··· Text excerpt

The Wulwulam, also known as the Woolwonga, were an indigenous Australian people of the Northern Territory. They are reputed to have been almost completely exterminated in the 1880s in reprisal for an incident in which some members of the tribe speared 4 miners.

Country
Wulwulam land extended over some  from the headwaters of the Mary River westwards as far as Pine Creek, and southwards almost to Katherine. On their eastern flank, their boundary lay at the source of the South Alligator River. They were also reported in the Mount Bundy area.

People
According to Norman Tindale, the Norwegian ethnographer Knut Dahl was referring to the Wulwulam in those passages where he wrote of the Agigondin, a central tableland tribe and a horde called the Agoguila.

History of contact
The Wulwulam's numbers grew as a result of the rapid reduction of members of two tribes to their south and west as European colonization developed, namely the Agikwala, Awinmul and Awarai. Remnants of the two were absorbed into the Wulwulam as subtribal hordes.

······

§ **Exercise instructions**
1. Which geographic places does the "Country" section of the Wulwulam article name? List every one.
2. Can you write the next part of the Wulwulam article, starting right after its last sentence?
The lines after this point play no part in the work here.

··· Records shown

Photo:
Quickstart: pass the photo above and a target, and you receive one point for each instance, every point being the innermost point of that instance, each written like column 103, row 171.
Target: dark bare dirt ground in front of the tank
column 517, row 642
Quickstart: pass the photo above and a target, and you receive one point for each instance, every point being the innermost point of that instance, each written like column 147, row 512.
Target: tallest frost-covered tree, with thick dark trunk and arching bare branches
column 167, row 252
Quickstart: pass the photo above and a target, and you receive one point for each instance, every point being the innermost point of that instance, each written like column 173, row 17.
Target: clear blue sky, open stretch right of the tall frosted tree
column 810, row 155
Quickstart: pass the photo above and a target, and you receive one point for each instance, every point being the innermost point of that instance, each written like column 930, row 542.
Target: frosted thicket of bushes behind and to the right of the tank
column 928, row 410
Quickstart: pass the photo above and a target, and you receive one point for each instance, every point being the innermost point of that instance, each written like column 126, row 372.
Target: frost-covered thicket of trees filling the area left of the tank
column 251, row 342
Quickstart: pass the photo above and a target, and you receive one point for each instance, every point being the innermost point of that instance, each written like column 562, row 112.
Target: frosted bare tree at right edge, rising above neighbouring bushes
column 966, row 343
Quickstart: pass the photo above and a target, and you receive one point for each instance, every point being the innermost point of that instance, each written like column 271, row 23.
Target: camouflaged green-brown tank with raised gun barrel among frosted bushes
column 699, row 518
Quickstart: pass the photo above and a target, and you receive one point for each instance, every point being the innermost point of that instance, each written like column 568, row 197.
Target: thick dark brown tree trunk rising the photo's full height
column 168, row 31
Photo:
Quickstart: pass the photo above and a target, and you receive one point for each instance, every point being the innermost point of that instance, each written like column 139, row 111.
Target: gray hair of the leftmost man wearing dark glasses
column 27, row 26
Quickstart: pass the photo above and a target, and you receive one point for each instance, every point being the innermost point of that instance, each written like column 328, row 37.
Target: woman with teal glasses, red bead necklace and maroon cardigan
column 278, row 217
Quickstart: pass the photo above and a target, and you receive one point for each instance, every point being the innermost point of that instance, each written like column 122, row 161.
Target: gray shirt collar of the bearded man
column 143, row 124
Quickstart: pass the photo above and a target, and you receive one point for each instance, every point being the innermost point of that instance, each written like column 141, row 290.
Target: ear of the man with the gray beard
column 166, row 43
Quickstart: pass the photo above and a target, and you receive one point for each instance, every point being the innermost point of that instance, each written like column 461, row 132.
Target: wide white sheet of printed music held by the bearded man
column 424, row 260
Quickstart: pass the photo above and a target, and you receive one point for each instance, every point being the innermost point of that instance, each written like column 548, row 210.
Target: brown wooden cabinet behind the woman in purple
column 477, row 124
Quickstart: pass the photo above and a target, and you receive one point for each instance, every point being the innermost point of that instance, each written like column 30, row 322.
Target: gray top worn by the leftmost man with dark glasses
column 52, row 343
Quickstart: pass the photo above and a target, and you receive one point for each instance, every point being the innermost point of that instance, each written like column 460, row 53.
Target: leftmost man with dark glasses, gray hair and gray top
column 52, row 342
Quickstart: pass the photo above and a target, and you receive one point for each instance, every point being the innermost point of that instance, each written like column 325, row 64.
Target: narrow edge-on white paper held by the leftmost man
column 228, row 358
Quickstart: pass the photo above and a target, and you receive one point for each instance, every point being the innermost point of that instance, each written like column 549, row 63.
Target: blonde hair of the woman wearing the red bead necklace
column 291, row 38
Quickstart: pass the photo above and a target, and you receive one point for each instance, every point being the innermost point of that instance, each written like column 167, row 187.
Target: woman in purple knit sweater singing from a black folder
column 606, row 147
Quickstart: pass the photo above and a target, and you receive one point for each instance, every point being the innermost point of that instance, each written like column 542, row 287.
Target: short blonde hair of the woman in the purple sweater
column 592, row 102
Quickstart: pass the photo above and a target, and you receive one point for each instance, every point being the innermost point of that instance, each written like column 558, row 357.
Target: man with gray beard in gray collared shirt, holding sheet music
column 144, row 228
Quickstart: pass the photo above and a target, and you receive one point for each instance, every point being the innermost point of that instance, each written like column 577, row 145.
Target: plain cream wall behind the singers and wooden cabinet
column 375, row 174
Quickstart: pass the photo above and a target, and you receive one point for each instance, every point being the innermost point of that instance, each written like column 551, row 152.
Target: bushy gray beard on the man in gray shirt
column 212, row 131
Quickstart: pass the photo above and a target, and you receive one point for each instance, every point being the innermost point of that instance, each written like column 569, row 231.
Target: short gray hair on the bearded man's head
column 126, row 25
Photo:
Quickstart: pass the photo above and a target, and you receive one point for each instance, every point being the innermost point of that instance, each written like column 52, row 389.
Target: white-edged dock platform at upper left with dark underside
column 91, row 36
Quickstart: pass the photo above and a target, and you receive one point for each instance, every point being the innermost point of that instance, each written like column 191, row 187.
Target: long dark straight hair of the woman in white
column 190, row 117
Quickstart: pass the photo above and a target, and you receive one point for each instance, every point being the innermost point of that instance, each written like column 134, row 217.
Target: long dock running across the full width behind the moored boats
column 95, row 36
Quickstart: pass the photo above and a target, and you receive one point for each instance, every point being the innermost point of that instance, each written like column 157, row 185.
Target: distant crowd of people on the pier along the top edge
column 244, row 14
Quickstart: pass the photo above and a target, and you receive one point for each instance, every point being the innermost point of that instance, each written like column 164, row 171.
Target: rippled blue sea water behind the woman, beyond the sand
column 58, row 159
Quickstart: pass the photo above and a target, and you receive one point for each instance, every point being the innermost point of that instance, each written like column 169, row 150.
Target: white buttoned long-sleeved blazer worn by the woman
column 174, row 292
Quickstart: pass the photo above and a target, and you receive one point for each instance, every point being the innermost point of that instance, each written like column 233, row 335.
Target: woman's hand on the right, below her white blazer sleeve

······

§ **Solved problems**
1. Mary River, Pine Creek, Katherine, South Alligator River, Mount Bundy

2.
History
Copper mining discovered near Mt. Haywood in 1882 led to the development of a settlement on tribal lands along the Daly River soon afterwards, and members of the Wulwulam tribe were drawn to the site and employed there. Starting on 3 September 1884, several Wulwulam murdered four European settlers and in a reprisal known as the Coppermine massacres. Francis Herbert Sachse who ran a cattle station and also managed the mine, led the massacre at Blackfellow Creek, where an estimated 150 natives were shot, leading to their effective extermination. The Norwegian ethnographer Knut Dahl, who lived in the area for over a year a decade later, wrote as follows:
The sequel, which in the Australian bush has always followed such murders, occurred in due course... Another gathering of white men, friends and fellows of the victims, also embarked upon a campaign of vengeance against the Wolwanga tribe, which had been responsible for the deed. The reports on this campaign
vary, but participants have told me that after a long search they finally found a great portion of the tribe gathered at the abandoned mine. They surrounded them, drove them into a lagoon, and shot them all, men, women and children.

The pogrom continued for some years, enfeebling what had been the most powerful Daly river tribe, and also decimating the Mulluk-Mulluk tribe.

Four Wulwulam men, Tommy, Jimmy, Daly, and Ajibbingwagne, were put on trial for the killings of 4 settlers, Johannes Lubrecht Noltenius, Jack Landers (known as Hellfire Jack), Henry Houschildt and Schollert. The Jesuit mission diary records Sachse as still waging his campaign against the Wulwulam 4 years later, in 1888.

Charlie Yingi, known as Long Legged Charlie, one of the four Aboriginal men charged for the killings, was cleared eventually and settled at the Jesuit Mission on the Daly River. He was later sentenced to death for the Coppermine killing.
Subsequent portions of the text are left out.